### Challenge a:
Edit the records starting with the line with "Target: distant shoreline" and going on through the line with "point(697, 28)", giving those lines again with "gray hair" replaced by "silver hair" and everything else unchanged.

### Document passage:
How Google wasted ten years of their time

Don’t get me wrong, I admire what those guys did during the last 15 years. How they changed the world of searching for information, how they have disrupted the advertising business and earning close to one quarter of every dollar spent on advertising around the globe. (Though as was told me by one of my internal sources, they have no clue how they have achieved that…)

I also admire how Laszlo Bock – coincidentally a Hungarian from Romania – and his colleagues in Google’s HR department established all those points that we at Assessment Systems also follow on a day to day basis. How they discovered that right hiring is preferable to putting one third of your HR budget into training; that the right value and motivation set, and cultural fit are keys to corporate survival; that “culture eats strategy for breakfast”; and, that cognitive abilities and testing several competencies (leadership, “googleeyeness” amongst others) during a behavior event interview (so called BEI) is the best predictor of future performance at the company. We also agree with Laszlo’s late discovery that competencies will matter more in the end: you just cannot have a bunch of wiz kid Mensa club members, if they cannot interact with others and lack the skills to effectively implement their ideas or lack a sense of detail to create practical applications that work.

### Challenge b:
Answer these questions about the passage on Google:
(i) What share of the money spent on advertising around the globe does Google earn?
(ii) Who is described as a Hungarian from Romania?
(iii) What is called the best predictor of future performance at the company?

### Records shown:
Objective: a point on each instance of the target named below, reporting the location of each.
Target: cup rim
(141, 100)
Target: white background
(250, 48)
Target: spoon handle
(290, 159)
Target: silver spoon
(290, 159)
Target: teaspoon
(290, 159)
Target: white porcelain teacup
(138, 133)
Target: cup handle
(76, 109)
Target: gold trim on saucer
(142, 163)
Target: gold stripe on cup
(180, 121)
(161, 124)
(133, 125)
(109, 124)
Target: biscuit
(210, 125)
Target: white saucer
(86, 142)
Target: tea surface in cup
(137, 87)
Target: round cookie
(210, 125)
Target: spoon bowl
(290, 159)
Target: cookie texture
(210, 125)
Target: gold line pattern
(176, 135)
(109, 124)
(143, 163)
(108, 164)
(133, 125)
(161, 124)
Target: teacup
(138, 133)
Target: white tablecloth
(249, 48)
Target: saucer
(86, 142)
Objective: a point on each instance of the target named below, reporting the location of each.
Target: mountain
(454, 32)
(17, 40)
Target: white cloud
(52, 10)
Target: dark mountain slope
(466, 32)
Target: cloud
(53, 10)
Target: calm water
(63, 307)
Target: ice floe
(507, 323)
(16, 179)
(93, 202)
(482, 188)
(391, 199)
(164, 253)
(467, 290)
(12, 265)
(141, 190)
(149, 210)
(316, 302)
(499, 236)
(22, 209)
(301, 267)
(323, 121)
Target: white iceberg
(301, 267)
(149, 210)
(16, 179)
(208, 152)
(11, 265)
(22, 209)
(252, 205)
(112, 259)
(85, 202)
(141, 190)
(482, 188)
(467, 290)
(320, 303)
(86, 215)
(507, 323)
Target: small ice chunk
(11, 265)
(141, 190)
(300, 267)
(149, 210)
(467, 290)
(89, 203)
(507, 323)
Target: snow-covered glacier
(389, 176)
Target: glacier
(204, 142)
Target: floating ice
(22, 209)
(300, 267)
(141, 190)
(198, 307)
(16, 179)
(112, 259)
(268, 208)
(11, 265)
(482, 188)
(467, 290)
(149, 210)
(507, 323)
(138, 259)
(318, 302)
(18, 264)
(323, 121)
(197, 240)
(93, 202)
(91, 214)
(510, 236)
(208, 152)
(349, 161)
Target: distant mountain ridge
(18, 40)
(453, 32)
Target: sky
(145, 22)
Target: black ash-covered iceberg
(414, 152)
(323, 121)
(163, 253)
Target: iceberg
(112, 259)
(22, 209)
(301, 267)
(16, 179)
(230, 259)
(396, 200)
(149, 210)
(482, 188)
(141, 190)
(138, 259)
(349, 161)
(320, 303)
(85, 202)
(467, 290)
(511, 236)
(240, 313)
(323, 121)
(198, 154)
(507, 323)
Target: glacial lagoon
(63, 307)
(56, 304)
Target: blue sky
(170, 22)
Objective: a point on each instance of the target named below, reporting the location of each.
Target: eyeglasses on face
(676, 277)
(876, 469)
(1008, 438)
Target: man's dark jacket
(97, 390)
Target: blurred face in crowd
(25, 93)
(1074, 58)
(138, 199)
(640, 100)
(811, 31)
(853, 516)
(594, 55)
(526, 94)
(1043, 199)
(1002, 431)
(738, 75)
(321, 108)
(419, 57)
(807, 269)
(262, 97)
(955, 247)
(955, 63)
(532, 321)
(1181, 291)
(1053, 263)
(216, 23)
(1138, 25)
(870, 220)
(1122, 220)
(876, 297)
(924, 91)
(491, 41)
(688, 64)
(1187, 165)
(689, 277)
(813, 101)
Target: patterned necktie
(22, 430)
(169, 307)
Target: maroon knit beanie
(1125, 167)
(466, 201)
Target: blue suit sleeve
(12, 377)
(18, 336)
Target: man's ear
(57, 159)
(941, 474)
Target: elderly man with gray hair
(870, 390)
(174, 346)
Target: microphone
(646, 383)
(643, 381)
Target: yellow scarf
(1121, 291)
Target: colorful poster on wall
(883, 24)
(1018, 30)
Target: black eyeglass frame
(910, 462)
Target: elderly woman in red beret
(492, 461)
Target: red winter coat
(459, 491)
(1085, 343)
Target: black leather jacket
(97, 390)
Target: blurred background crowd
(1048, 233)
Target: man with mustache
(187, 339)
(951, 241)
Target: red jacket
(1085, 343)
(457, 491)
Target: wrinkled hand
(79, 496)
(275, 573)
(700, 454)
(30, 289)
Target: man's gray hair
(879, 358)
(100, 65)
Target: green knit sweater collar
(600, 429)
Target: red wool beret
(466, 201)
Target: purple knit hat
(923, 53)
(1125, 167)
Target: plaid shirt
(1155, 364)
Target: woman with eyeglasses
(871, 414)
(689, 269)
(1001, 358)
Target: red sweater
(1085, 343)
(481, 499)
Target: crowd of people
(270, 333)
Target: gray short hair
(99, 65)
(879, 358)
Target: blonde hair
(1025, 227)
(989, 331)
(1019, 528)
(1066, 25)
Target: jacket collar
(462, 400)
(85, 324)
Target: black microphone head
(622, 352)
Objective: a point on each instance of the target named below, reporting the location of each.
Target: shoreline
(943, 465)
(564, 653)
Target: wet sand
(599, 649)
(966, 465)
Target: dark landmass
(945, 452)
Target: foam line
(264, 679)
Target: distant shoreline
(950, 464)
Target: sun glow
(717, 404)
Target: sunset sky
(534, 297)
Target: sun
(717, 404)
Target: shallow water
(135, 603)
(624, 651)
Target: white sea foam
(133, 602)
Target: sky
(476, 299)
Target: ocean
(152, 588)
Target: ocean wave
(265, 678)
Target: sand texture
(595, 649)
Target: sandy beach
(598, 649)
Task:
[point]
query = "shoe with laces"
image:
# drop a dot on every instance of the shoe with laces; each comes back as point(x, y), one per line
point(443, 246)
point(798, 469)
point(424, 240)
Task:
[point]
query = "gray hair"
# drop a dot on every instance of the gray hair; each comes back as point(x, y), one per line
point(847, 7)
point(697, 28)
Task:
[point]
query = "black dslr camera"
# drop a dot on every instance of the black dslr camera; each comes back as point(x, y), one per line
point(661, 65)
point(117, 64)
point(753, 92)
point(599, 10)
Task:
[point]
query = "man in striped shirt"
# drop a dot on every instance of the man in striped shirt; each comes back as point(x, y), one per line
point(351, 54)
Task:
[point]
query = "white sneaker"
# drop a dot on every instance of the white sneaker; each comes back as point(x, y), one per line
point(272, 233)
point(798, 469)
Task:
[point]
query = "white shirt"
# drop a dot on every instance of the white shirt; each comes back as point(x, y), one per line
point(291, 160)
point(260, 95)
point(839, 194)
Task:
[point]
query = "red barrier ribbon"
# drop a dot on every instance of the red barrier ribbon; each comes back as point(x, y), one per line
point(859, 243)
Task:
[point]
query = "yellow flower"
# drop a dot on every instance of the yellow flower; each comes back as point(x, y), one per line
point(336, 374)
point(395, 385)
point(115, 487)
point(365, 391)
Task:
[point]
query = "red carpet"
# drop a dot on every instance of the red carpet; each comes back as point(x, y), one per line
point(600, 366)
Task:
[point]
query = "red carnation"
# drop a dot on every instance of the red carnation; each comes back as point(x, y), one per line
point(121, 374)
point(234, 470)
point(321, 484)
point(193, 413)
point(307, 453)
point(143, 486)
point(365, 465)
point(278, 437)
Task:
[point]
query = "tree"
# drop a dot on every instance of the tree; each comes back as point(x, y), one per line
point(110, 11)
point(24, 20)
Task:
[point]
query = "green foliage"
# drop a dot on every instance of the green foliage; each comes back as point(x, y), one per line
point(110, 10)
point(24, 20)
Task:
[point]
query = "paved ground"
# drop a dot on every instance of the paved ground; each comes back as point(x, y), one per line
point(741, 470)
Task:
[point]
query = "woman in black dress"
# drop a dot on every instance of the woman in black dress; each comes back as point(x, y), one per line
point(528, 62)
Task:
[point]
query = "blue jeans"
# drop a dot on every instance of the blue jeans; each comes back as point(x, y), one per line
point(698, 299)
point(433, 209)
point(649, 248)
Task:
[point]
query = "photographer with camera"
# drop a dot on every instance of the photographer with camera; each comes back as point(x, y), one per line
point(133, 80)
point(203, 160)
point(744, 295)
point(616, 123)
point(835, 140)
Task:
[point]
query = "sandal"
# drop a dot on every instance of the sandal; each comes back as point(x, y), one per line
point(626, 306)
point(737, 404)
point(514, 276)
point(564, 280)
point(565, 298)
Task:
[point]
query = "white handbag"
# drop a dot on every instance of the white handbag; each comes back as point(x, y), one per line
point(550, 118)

### Complete answer a:
Target: distant shoreline
(950, 464)
Target: sun glow
(717, 404)
Target: sunset sky
(534, 297)
Target: sun
(717, 404)
Target: shallow water
(135, 603)
(624, 651)
Target: white sea foam
(133, 602)
Target: sky
(476, 299)
Target: ocean
(152, 588)
Target: ocean wave
(265, 678)
Target: sand texture
(595, 649)
Target: sandy beach
(598, 649)
Task:
[point]
query = "shoe with laces"
image:
# drop a dot on every instance of the shoe with laces; each comes back as point(x, y), one per line
point(443, 246)
point(798, 469)
point(424, 240)
Task:
[point]
query = "silver hair"
# drop a dot on every instance of the silver hair; each comes back as point(x, y), one per line
point(847, 7)
point(697, 28)

### Complete answer b:
(i) Close to one quarter of every dollar spent on advertising.
(ii) Laszlo Bock.
(iii) Cognitive abilities and testing several competencies during a behavior event interview (BEI).